=== Aim of the exercise ===
Output the line containing "If you could tag the eye" and all subsequent lines of the listing below, copied exactly, with no other lines.

-- start of Records supplied --

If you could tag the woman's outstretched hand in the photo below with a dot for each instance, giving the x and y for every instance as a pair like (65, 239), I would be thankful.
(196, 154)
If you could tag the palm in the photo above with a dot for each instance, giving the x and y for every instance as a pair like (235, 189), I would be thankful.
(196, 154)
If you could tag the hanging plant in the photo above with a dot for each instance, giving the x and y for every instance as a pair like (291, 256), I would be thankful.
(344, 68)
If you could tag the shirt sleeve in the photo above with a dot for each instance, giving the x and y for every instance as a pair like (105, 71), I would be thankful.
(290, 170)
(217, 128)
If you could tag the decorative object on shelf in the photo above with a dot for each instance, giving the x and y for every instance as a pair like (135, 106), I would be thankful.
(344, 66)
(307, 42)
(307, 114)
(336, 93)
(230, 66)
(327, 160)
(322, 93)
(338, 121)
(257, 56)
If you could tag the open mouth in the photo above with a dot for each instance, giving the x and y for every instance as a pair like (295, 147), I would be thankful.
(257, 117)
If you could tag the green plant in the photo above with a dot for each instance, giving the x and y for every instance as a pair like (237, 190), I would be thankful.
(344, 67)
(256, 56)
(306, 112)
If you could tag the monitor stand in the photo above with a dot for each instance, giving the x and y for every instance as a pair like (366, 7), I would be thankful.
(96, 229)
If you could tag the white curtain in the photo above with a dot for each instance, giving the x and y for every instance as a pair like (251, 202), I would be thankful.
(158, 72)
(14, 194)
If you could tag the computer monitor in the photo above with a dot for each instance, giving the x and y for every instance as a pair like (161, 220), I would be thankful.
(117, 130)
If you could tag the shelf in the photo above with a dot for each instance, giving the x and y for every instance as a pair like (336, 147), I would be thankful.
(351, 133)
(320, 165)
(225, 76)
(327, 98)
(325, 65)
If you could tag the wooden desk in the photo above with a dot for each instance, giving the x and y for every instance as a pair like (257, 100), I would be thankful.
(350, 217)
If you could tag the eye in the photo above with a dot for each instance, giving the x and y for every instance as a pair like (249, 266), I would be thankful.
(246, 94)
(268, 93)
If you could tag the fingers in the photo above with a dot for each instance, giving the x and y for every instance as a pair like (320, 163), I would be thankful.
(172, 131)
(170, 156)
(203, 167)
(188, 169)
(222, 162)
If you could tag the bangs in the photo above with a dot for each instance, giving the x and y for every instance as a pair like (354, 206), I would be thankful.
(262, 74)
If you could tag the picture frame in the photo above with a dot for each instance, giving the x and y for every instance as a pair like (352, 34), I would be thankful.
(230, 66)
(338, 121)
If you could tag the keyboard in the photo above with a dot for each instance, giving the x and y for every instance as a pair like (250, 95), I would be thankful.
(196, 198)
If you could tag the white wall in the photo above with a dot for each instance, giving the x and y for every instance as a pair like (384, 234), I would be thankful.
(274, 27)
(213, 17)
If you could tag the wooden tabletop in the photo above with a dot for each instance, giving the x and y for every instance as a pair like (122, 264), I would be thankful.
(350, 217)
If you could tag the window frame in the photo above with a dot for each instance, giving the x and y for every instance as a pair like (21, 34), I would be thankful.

-- end of Records supplied --

=== Task answer ===
If you could tag the eye in the photo above with a dot for each instance, giving the x and y for every instance as a pair like (249, 266), I would be thankful.
(246, 94)
(268, 93)
If you could tag the fingers in the photo above with a dot for each instance, giving the x and y for every instance as a pair like (320, 163), I would be thankful.
(172, 131)
(170, 156)
(203, 167)
(188, 169)
(222, 162)
If you could tag the bangs in the photo above with a dot for each instance, giving the x and y for every instance as a pair like (354, 206), I would be thankful.
(262, 74)
If you could tag the picture frame in the photo above with a dot for each instance, giving the x and y for every instance as a pair like (352, 34), I would be thankful.
(230, 66)
(338, 121)
If you could tag the keyboard in the photo above with a dot for each instance, giving the x and y for every instance as a pair like (250, 95), I would be thankful.
(196, 198)
If you could tag the white wall in the photo above with a dot for each instance, giving the x and y for every instance as a pair like (384, 234), I would be thankful.
(274, 27)
(213, 17)
If you could tag the wooden tabletop in the photo above with a dot for each instance, giving the x and y for every instance as a pair like (122, 264), I would be thankful.
(350, 217)
If you could tag the window frame in the photo above with a dot for each instance, giving the x and y for every instance as a pair like (21, 34), I would be thankful.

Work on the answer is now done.